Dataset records
##############################

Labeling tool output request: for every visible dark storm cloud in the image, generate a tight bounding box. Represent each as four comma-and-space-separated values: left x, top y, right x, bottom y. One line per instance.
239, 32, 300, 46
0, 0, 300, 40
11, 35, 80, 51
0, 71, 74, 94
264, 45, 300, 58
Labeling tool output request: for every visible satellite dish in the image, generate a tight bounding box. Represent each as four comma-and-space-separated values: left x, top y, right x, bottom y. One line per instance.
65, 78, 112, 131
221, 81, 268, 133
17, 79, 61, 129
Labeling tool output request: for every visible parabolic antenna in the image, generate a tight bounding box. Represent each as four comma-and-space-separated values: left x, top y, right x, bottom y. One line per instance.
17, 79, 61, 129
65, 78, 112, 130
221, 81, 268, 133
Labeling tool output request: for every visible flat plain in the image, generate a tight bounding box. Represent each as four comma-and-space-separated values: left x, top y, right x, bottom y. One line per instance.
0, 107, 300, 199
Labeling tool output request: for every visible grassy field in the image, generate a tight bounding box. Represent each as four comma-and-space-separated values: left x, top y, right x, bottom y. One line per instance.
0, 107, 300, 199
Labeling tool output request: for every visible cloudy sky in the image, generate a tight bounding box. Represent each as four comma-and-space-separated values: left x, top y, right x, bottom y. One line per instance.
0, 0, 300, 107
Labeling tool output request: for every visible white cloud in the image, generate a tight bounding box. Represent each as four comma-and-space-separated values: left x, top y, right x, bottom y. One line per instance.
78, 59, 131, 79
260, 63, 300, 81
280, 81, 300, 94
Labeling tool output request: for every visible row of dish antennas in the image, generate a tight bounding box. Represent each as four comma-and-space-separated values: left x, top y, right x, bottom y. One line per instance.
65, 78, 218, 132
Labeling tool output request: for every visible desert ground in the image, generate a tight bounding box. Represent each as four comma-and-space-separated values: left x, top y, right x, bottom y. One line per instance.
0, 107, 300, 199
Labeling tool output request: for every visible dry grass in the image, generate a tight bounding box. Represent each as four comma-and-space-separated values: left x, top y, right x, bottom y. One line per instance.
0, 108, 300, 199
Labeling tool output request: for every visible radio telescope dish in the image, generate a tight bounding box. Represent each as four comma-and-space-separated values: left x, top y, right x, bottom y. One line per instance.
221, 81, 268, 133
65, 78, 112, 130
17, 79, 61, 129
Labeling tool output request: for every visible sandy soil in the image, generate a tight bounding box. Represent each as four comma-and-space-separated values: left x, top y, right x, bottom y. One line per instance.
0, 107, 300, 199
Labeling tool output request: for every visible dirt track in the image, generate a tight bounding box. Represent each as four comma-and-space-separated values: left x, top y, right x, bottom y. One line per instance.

##############################

| Exercise requirements |
Render every line of the records above as a numbered list, omitting any blank lines.

| Answer to the problem |
1. Labeling tool output request: for every visible dark storm cloud in the image, generate a tight bounding box. Represent each as four comma-and-space-separated values: left x, top y, right x, bottom y. One line per instance.
2. 239, 32, 300, 46
3. 0, 0, 300, 40
4. 11, 35, 80, 51
5. 0, 71, 74, 94
6. 264, 45, 300, 58
7. Labeling tool output request: for every visible satellite dish in the image, generate a tight bounding box. Represent each as four comma-and-space-separated values: left x, top y, right x, bottom y. One line per instance.
8. 65, 78, 112, 131
9. 221, 81, 268, 133
10. 17, 79, 61, 129
11. Labeling tool output request: for every visible parabolic antenna in the image, generate a tight bounding box. Represent each as four comma-and-space-separated values: left x, top y, right x, bottom y. One line per instance.
12. 17, 79, 61, 129
13. 65, 78, 112, 130
14. 221, 81, 268, 133
15. Labeling tool output request: for every visible flat plain in the image, generate a tight bounding box. Represent each as four comma-and-space-separated values: left x, top y, right x, bottom y. One line per instance.
16. 0, 107, 300, 199
17. Labeling tool output request: for every visible grassy field in the image, generate a tight bounding box. Represent each as four comma-and-space-separated values: left x, top y, right x, bottom y. One line per instance.
18. 0, 107, 300, 199
19. Labeling tool output request: for every visible cloudy sky in the image, generate a tight bounding box. Represent each as four comma-and-space-separated values: left x, top y, right x, bottom y. One line per instance.
20. 0, 0, 300, 107
21. Labeling tool output request: for every visible white cloud in the image, generate a tight bounding box. Represent each as four comma-and-space-separated values: left x, top y, right x, bottom y. One line per instance.
22. 78, 59, 131, 79
23. 260, 63, 300, 81
24. 280, 81, 300, 94
25. Labeling tool output request: for every visible row of dish antennas in the image, generate a tight bounding box. Represent each as four comma-and-space-separated values: left x, top y, right x, bottom y. One line per instance.
26. 65, 78, 218, 132
27. Labeling tool output request: for every visible desert ground in the image, generate a tight bounding box. Represent each as four comma-and-space-separated values: left x, top y, right x, bottom y. One line per instance.
28. 0, 107, 300, 199
29. Labeling tool output request: for every visible dry grass in the image, generate a tight bounding box. Represent each as four comma-and-space-separated values: left x, top y, right x, bottom y. One line per instance.
30. 0, 108, 300, 199
31. Labeling tool output request: for every visible radio telescope dish in the image, generate a tight bounding box. Represent each as four comma-and-space-separated values: left x, top y, right x, bottom y. One line per instance.
32. 221, 81, 268, 133
33. 65, 78, 112, 130
34. 17, 79, 61, 129
35. Labeling tool output request: for every visible sandy soil in the image, generate a tight bounding box. Represent each as four comma-and-space-separated values: left x, top y, right x, bottom y. One line per instance.
36. 0, 107, 300, 199
37. Labeling tool output request: for every visible dirt track in the image, generate a tight bounding box. Represent each as four comma-and-space-separated values: left x, top y, right x, bottom y. One line per instance.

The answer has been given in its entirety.